─── TEXT SECTION ───

SEC Charges Former Financial Industry Analyst and Three Others with Insider Trading
The Securities and Exchange Commission today announced charges against Anthony Viggiano, a former analyst at a major investment firm and later at an international investment bank, and Christopher Salamone, Stephen A. Forlano, and Nathan Bleckley, for insider trading in advance of numerous merger and acquisition transactions.
According to the SEC’s complaint, in connection with his work at two financial institutions, Viggiano learned about impending merger and acquisition transactions and strategic partnerships before they were publicly announced. Viggiano, a resident of Baldwin, New York, allegedly obtained material nonpublic information about eight such transactions and tipped his friend Salamone, who grew up on the same block and whom he has known for approximately 20 years, about at least six of them. Salamone, a resident of Long Beach, New York, allegedly traded in advance of the six transactions, resulting in proceeds of approximately $322,000. Salamone allegedly agreed to share his trading proceeds with Viggiano because Viggiano’s own employer prohibited him from engaging in such trades. The complaint further alleges that Viggiano tipped his close college friend Forlano about at least four transactions and that Forlano made approximately $113,000 in illegal profits trading in advance of three of those transactions. Forlano, a resident of Tampa, Florida, also allegedly tipped other individuals, including his close, college friend Bleckley, a resident of Altus, Oklahoma, who traded in advance of two transactions, resulting in illegal gains of almost $25,000.

─── MATERIAL PROVIDED ───

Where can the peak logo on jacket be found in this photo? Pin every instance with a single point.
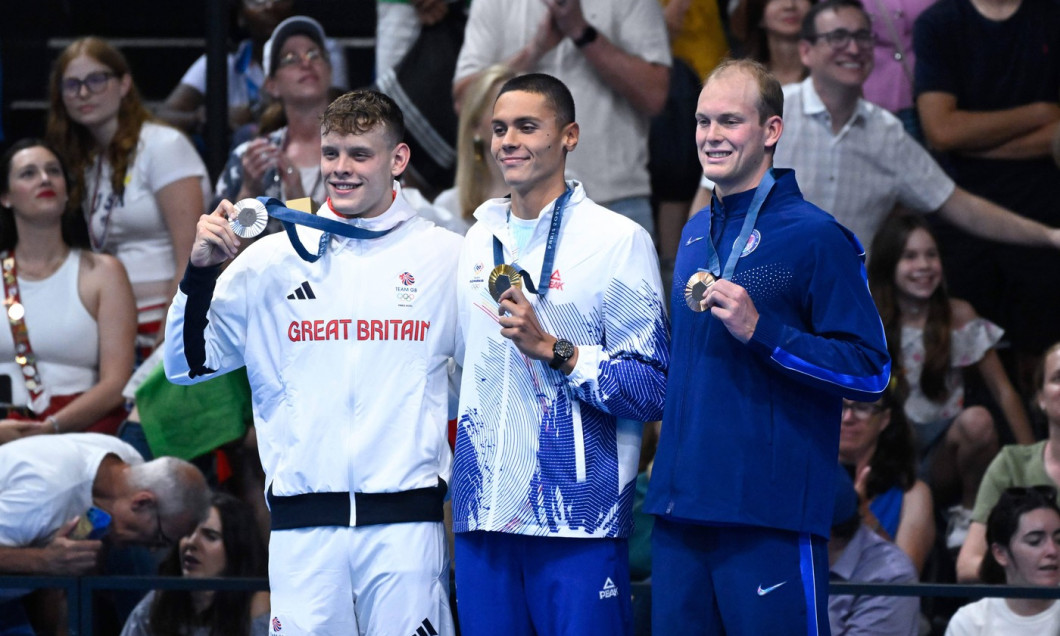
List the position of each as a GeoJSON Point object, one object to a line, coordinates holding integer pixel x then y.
{"type": "Point", "coordinates": [348, 329]}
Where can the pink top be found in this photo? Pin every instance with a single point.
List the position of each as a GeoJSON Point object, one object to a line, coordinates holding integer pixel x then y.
{"type": "Point", "coordinates": [889, 86]}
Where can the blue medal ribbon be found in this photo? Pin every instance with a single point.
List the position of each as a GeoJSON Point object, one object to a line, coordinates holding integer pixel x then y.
{"type": "Point", "coordinates": [713, 263]}
{"type": "Point", "coordinates": [550, 244]}
{"type": "Point", "coordinates": [292, 217]}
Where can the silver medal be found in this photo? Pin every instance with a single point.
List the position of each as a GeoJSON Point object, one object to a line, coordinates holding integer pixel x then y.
{"type": "Point", "coordinates": [250, 218]}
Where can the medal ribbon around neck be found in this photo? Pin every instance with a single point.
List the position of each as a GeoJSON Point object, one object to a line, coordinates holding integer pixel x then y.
{"type": "Point", "coordinates": [292, 217]}
{"type": "Point", "coordinates": [704, 278]}
{"type": "Point", "coordinates": [505, 276]}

───

» **SHORT PROBLEM 1**
According to the SEC announcement, why did Salamone agree to share his trading proceeds with Viggiano? Answer in one to three sentences.
» **SHORT PROBLEM 2**
Answer these questions from the SEC announcement:
(a) Where does Bleckley live?
(b) About how much did Salamone's trading in advance of the six transactions bring in?
(c) For roughly how long has Viggiano known Salamone?
» **SHORT PROBLEM 3**
Decide whether each statement agrees with the SEC announcement. Answer yes or no, and quote the words that decide it.
(a) Forlano made illegal profits trading in advance of every transaction Viggiano tipped him about.
(b) Viggiano lives in Baldwin, New York.
(c) Salamone tipped Bleckley.

» **EXERCISE RESPONSE 1**
Salamone allegedly agreed to share his trading proceeds with Viggiano because Viggiano's own employer prohibited him from engaging in such trades.

» **EXERCISE RESPONSE 2**
(a) Altus, Oklahoma.
(b) Approximately $322,000.
(c) Approximately 20 years.

» **EXERCISE RESPONSE 3**
(a) No: "Forlano made approximately $113,000 in illegal profits trading in advance of three of those transactions."
(b) Yes: "Viggiano, a resident of Baldwin, New York"
(c) No: "Forlano, a resident of Tampa, Florida, also allegedly tipped other individuals, including his close, college friend Bleckley"